■ **Text passage**
The problem is that currently people think the explodey instant death pointers are somehow a defensive tool instead of just adding more offense to the problem.
Want to feel secure in your home? Invest in something actually useful like durable doors and windows, difficult to pick locks, if law enforcement is outside a safe response time range, a panic room is probably a good idea. All of those are infinitely more helpful against the one in a million shot of a home intruder event happening to you than all but handing said intruder the weapon they will soon kill you with.
And that's not exaggerating, women who purchase arms for defense against stalkers and/or abusers are more likely to be specifically killed with that weapon they bought for their own defense than they are to successfully defend themselves with it.
Also, most of these home intruder fantasizers have all the sense of avoiding escalation in a conflict of a fucking nuclear powered rocket breaking the carmen line speed record.
I'm one of those. An educated armed population is a formidable adversary. Now I don't agree with most American bullshitery but being armed isn't the issue, being armed, dumb and emotionally unstable is the issue which are 100% things we as a society chose not fix not something that isn't fixable.
In a place like Night City i think it's pretty clear why everyone walking around armed to the gills is a bad idea.
The fact that you're pretty likely to be shot into ribbons is a big downside, even if sometimes that's survivable (and it's pretty clear that it is not for most people).
I have a pistol in my nightstand that I've only used at the shooting range. Now that I know how to use it, it will literally never leave my nightstand unless someone breaks in to my house, and I'm not exactly excited about using it again.

■ **Explore the material**
1) From the passage on firearms and home defense, reproduce the text starting with "And that's not" and going on through "a bad idea.".
2) Proceed with the discussion of firearms and home defense, picking up after its last sentence.

■ **Dataset**
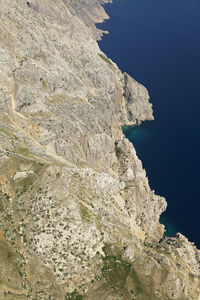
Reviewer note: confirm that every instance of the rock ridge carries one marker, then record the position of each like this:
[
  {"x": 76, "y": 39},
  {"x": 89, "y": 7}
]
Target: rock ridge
[{"x": 78, "y": 219}]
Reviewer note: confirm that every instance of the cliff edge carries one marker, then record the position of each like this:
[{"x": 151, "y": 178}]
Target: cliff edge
[{"x": 78, "y": 219}]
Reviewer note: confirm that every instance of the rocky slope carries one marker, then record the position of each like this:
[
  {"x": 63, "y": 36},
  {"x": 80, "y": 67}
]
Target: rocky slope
[{"x": 78, "y": 219}]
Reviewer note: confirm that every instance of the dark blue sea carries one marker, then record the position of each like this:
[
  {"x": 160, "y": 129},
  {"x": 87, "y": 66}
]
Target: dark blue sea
[{"x": 158, "y": 43}]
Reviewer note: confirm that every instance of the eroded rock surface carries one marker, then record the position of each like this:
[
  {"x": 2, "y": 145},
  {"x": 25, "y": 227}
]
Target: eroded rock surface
[{"x": 78, "y": 219}]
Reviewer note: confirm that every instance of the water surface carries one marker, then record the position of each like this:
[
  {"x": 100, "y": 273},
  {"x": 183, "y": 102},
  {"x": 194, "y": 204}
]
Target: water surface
[{"x": 158, "y": 43}]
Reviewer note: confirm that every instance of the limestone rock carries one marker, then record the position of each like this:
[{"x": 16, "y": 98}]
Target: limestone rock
[{"x": 78, "y": 219}]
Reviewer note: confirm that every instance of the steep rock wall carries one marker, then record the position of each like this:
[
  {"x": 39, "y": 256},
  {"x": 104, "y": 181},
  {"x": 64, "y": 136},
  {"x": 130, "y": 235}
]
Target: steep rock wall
[{"x": 78, "y": 218}]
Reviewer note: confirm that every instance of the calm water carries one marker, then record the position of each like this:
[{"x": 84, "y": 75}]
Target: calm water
[{"x": 158, "y": 43}]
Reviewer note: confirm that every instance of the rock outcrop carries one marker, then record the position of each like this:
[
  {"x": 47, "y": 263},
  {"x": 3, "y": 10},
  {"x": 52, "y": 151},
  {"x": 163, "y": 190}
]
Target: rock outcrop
[{"x": 78, "y": 219}]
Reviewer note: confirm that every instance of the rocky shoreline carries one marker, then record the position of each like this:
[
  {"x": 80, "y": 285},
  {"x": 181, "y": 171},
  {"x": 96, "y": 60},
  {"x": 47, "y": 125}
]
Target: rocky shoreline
[{"x": 78, "y": 218}]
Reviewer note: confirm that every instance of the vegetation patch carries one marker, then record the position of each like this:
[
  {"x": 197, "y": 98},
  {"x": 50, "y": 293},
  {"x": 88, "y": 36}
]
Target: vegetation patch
[
  {"x": 116, "y": 271},
  {"x": 118, "y": 151}
]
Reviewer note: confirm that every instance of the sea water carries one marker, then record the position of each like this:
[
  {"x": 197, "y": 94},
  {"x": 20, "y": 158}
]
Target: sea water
[{"x": 158, "y": 43}]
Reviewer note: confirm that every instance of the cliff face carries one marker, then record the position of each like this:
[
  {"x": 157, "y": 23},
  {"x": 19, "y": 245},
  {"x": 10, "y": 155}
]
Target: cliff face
[{"x": 78, "y": 219}]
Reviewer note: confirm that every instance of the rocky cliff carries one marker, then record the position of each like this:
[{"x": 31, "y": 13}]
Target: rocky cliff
[{"x": 78, "y": 219}]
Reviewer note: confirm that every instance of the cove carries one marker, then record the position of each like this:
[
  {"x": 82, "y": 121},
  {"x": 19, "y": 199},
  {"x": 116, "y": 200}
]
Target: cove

■ **Results in order**
1)
And that's not exaggerating, women who purchase arms for defense against stalkers and/or abusers are more likely to be specifically killed with that weapon they bought for their own defense than they are to successfully defend themselves with it.
Also, most of these home intruder fantasizers have all the sense of avoiding escalation in a conflict of a fucking nuclear powered rocket breaking the carmen line speed record.
I'm one of those. An educated armed population is a formidable adversary. Now I don't agree with most American bullshitery but being armed isn't the issue, being armed, dumb and emotionally unstable is the issue which are 100% things we as a society chose not fix not something that isn't fixable.
In a place like Night City i think it's pretty clear why everyone walking around armed to the gills is a bad idea.

2)
Then there's my gun nut brother with a safe full of different kinds of shotguns and rifles and all kinds of shit that's "fun" for a gun nut, stuff that you'd never use in a million years to defend yourself or to go hunting with.
The problem isn't the right to bear arms, it's people, restrictions, access, and education. It's too easy for a wackjob to get a weapon used for mass murder that wouldn't have much application elsewhere.
I think the most accurate way to point out the most obvious flaw in the reasoning is:
You haven't heard about XYZ in fantasy world yyy, doesn't mean XYZ doesn't exist in that world. If you take star wars, before episode 1, we hadn't heard of jar jar Binks but he existed in that world and had (surprisingly) big influence. Proving that something doesn't exist is literally impossible. Thinking that something doesn't exist because you weren't exposed to any evidence for it, is flawed thinking. Especially in a fictional stories... especially in a fictional story that wants to talk about a specific issue.
See the difference is that morality has almost completely broken down in CP2077. What did V have to do between the prolog and tutorial to get a nice apartment and a reliable car? Those assholes at the meat packing plant where you get the robot sure don't look like they have any qualms even if V does.
Also, we still have an ecosystem and efficient oceanic transport. Climate change and a rogue AI that controls a global oceanic swarm of self replicating sea mines mean that the pizza is gross because pigs are extinct (they use tuna) and all overseas cargo is transported by air.
People still care about their friends, but that's it. Even if internet in CP2077 was global and filled with punks and not just a NetWatch-policed glorified municipal Teletext, do you think anyone would give a shit about the world they live in on a chat site?
It's also heavily implied that successful cyberpunks are vastly outnumbered by idiots who were in over their heads from the start and it cost those amateurs their lives. Those that succeed and become even slightly known, including V, are often exceptionally skilled individuals.
Yeah it literally wouldn't be sci fi without the sci, with the edge case of post-apocalypse scenarios aside, it would be kind of hard to do a sci fi without better tech. In fact aside from post-apocalypse or older outdated sci fi, I literally cannot think of any property we would call sci fi that doesn't have better tech.